■ Belge alıntısı
_ _ _ _ _ _ _

Türkiye Kamu-Sen, KİK gibi istişare toplantılarında karşıt görüşlerin önemine ifade ederek, farklı düşüncelere saygı gösterilmesi gerektiğini belirtti. Türkiye Kamu-Sen Genel Başkanı Bircan Akyıldız, bu toplantılarda istişare kültürüne katkı sağlamak amacıyla geldiklerini söyledi. Türkiye Kamu-Sen konuyu Avrupa Ekonomik ve Sosyal Komitesi'ne rapor olarak sunacak.
Türkiye Kamu-Sen Genel Başkanı Bircan Akyıldız'ın toplantıda sözünün kesilmesine neden olan metin şöyleydi:
"Türkiye'nin AB ile ilişkileri özellikle son zamanlarda eşitlikçi yapıdan tamamen uzaklaşmaya başlamıştır. AB yetkilileri, kendilerini ilgilendirsin ya da ilgilendirmesin hemen her konuda, Türkiye'nin iç işlerine karışma görüntüsü çerçevesinde her türlü yorumu yapmaya kendilerini görevli addetmiş görünmektedirler.
Öncelikle belirtmek gerekir ki; Türkiye Cumhuriyeti demokratik, laik ve sosyal bir hukuk devletidir. Bu ilkeler çerçevesinde geçmişten bugüne gelen tarihi birikimi, geçmiş devlet kültürü ile geniş bir demokrasi kültürüne sahiptir. En azından bu anlamda, ülkemizde AB üyesi pek çok ülkeden daha ileri bir hukuk sistemi oluşturulmuştur. Ancak gelinen noktada ne yazık ki; hemen her platformda eleştirilmesi, AB tarafından bazı kimselerin, ülkemizin iç işlerine karışma noktasında değerlendirilebilecek bir üslupla ülkemize saldırması tarafımızca kabul edilir değildir.
Son günlerde ülkemizde yaşanan parti kapatma konusu, Türkiye'nin bir iç hukuk meselesidir. Olayın seyrinin bu noktalara gelmesi bizleri de ziyadesiyle rahatsız etmiştir. Bu anlamda biz; Türkiye'nin önemli bir sivil toplum kuruluşu olarak, duyduğumuz rahatsızlığı her platformda ifade ettik, kamuoyuna açıkladık. Ancak objektif bir değerlendirme yapıldığında ve bu olay kendi çerçevesinde değerlendirildiğinde, AB ülkeleri dahil, en demokratik görünen ülkelerde bile partiler kapatılabilmektedir.
Ayrıca bu konu; ülkemizin en üst yargı kurumuna intikal etmişken ve hükümetin en üst yetkilileri bu konuda itidalden ve hukukun üstünlüğü ilkesinden bahsederken, AB yetkililerinin konu ile ilgili taraf olması, hem yargıyı etkilemek hem de ülkemizin iç işlerine karışmak anlamı taşımaktadır. Bizlerden, daha fazla demokrasi ve hukuk talep eden bir oluşumun, demokrasiyi ve hukukun üstünlüğü ilkesini hiçe sayan, yargı bağımsızlığını yok etmeye yönelik bir faaliyet içine girmesi ise anlaşılmaz bir çelişki olarak karşımızda durmaktadır.

_ _ _ _ _ _ _

■ Kayıtlı satırlar
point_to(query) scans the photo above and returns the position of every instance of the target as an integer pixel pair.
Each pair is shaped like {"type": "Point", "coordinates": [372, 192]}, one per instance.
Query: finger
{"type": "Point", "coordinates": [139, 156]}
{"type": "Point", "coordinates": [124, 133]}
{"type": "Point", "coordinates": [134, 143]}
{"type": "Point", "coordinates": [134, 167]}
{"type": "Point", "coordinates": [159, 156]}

_ _ _ _ _ _ _

■ Yapılacak iş
Belge alıntısını "Türkiye Kamu-Sen, KİK" sözlerinin geçtiği yerden başlayarak aynen yeniden yazın ve "görevli addetmiş görünmektedirler." sözlerinden sonra durun. Kayıtlı satırların belge alıntısıyla hiçbir bağlantısı yoktur.

■ Alıştırma çıktısı
Türkiye Kamu-Sen, KİK gibi istişare toplantılarında karşıt görüşlerin önemine ifade ederek, farklı düşüncelere saygı gösterilmesi gerektiğini belirtti. Türkiye Kamu-Sen Genel Başkanı Bircan Akyıldız, bu toplantılarda istişare kültürüne katkı sağlamak amacıyla geldiklerini söyledi. Türkiye Kamu-Sen konuyu Avrupa Ekonomik ve Sosyal Komitesi'ne rapor olarak sunacak.
Türkiye Kamu-Sen Genel Başkanı Bircan Akyıldız'ın toplantıda sözünün kesilmesine neden olan metin şöyleydi:
"Türkiye'nin AB ile ilişkileri özellikle son zamanlarda eşitlikçi yapıdan tamamen uzaklaşmaya başlamıştır. AB yetkilileri, kendilerini ilgilendirsin ya da ilgilendirmesin hemen her konuda, Türkiye'nin iç işlerine karışma görüntüsü çerçevesinde her türlü yorumu yapmaya kendilerini görevli addetmiş görünmektedirler.